→ **Given problem 1**: Extract the dataset entries from their first line through the line containing "POLYGON ((198 28, 216", both ends included, and repeat those lines verbatim.

→ **Text segment**:

Footnote 54. (p. 43) "A Yank at Oxford," Sunday Times (London), 10/25/92.

This article summarizes young Bill Clinton’s time at Oxford, as a Rhodes Scholar, and traveling on the Continent. Ann’s point is that in 1992, the media’s concern with the disparities in the candidates’ foreign experience was very muted – they were unimpressed by Bush Sr.’s wide foreign experience, even as compared to Clinton’s limited experience.

This is a valid point, but (as usual) Ann ruins it by going too far: “Clinton’s wide travel consisted primarily of his joining antiwar protesters across Europe and in Moscow during the Vietnam War.” In fact, the article describes his war protests in England (in light of all that has happened since, it is wryly amusing to see that the article credits a “former Miss Arkansas” with persuading him to go to his first peace protest), his efforts to avoid the draft, and his tour of Oslo, Helsinki, Moscow and Prague over December 1969-January 1970. The article gives a small amount of support to Ann’s claim that he joined antiwar protesters (apparently briefly; Clinton says it was a coincidence) in Oslo, and none at all to the other three cities. In Helsinki, he visited the family of a student friend. In Moscow, he somehow got involved with a group of American private citizens trying to negotiate prisoner exchanges with the North Vietnamese. In Prague, he visited another family of a student friend, dissidents suffering severe reprisals for their part in the “Prague Spring” uprising of 1968.

To be sure, in Moscow and Prague he spent time with political activists, but several cuts above the scruffy image Ann promotes with her “antiwar protesters.” Indeed, how can anyone, least of all a Right winger, show such disrespect to the freedom-fighting Czech family? This is all written from just the perspective in the article Ann cites. There may be evidence, possibly even credible evidence, that Clinton was engaged in other, more blameworthy activities on his Continental tour. But if that were true, why wouldn’t Ann give better citations?

 

Footnote 55. (p. 43) (String cite to several articles dated October 1992) Ann is about half-right in her assertion that the news media she cites (NYT, LAT, Wash Post, AP, Nightline) were skeptical of Bush Sr.’s motives in raising the Clinton-visited-Moscow-in-1969 “issue.” But she is wrong that they thought Bush “vulgar.” They actually thought Bush “desperate.” According to the articles, Rep. Robert “B-1 Bob” Dornan (R-CA) had been shopping the innuendo around for weeks, even though he admitted he had no evidence. He was ignored until (surprise!) the Washington Times put it on the front page. At the time, Bush was lagging in the polls and the handwriting was on the wall. Bush brought it up in a way that enabled him to pretend it was all off-the-cuff, but the newsies soon proved that it was calculated, sort of a Willie Horton for 1992. [Aside: Good ol' stiff, wooden, humorless Al Gore came up with a pretty good pun. He called the Dornan/Bush hypothesis the “October Surmise.”]

 

Footnote 56. (p. 44) Allen, "Fund-Raising in N.Y. Sets Record Pace," Washington Post, 3/31/00. Ann’s remarks on campaign finance reform (pp 43-44) are, to me, incoherent. I quote them in full:

It is hardly surprising that liberals are terrified of campaign finance laws that allow ordinary people to participate in public political debate by contributing to political campaigns. Relaxed campaign finance laws are dangerous because they allow hoi polloi to get their two cents in. Noticeably, the news organizations frantically hawking the “money in politics” stories continuously neglect to mention that the media is wholly exempt from the campaign finance laws they adore.

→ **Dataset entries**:
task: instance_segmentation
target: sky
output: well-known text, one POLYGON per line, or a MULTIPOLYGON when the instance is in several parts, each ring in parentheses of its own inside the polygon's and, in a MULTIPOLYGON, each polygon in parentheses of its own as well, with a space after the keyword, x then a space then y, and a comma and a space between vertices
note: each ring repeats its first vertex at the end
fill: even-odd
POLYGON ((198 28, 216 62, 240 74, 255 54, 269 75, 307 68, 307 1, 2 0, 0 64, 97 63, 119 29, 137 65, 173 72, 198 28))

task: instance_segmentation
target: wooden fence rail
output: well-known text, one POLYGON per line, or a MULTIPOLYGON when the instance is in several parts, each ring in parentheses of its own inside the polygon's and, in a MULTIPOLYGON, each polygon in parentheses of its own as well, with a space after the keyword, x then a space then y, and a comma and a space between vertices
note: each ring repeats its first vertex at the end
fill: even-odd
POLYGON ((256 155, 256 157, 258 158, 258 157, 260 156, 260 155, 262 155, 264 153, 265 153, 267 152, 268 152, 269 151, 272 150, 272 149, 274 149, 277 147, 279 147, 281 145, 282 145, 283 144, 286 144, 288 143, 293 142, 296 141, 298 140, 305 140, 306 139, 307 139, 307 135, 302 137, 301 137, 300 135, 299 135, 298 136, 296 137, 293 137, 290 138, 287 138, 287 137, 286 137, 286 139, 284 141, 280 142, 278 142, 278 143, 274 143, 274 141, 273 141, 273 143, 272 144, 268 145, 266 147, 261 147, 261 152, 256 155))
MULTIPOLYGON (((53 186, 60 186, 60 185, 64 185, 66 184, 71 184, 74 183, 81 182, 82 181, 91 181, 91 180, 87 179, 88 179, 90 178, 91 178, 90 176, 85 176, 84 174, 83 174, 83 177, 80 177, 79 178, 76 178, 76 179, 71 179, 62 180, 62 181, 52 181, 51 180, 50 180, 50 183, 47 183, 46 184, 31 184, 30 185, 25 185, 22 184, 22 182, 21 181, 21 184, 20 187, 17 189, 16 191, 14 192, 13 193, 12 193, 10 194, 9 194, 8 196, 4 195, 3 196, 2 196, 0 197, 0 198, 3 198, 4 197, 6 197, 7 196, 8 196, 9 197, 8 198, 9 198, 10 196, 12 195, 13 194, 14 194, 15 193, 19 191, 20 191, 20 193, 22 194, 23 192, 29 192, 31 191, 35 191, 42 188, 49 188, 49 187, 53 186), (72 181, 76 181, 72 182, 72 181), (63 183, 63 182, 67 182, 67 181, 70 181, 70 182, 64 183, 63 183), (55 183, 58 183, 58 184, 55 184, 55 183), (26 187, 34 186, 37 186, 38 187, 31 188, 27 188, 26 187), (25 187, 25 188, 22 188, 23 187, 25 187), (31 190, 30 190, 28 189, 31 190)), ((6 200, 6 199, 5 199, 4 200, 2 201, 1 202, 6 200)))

→ **Given problem 2**: In the footnote text, what name did Al Gore give the Dornan/Bush hypothesis?

→ **Complete output 1**:
task: instance_segmentation
target: sky
output: well-known text, one POLYGON per line, or a MULTIPOLYGON when the instance is in several parts, each ring in parentheses of its own inside the polygon's and, in a MULTIPOLYGON, each polygon in parentheses of its own as well, with a space after the keyword, x then a space then y, and a comma and a space between vertices
note: each ring repeats its first vertex at the end
fill: even-odd
POLYGON ((198 28, 216 62, 240 74, 255 54, 269 75, 307 68, 307 1, 2 0, 0 64, 97 63, 119 29, 137 65, 173 72, 198 28))

→ **Complete output 2**: The "October Surmise."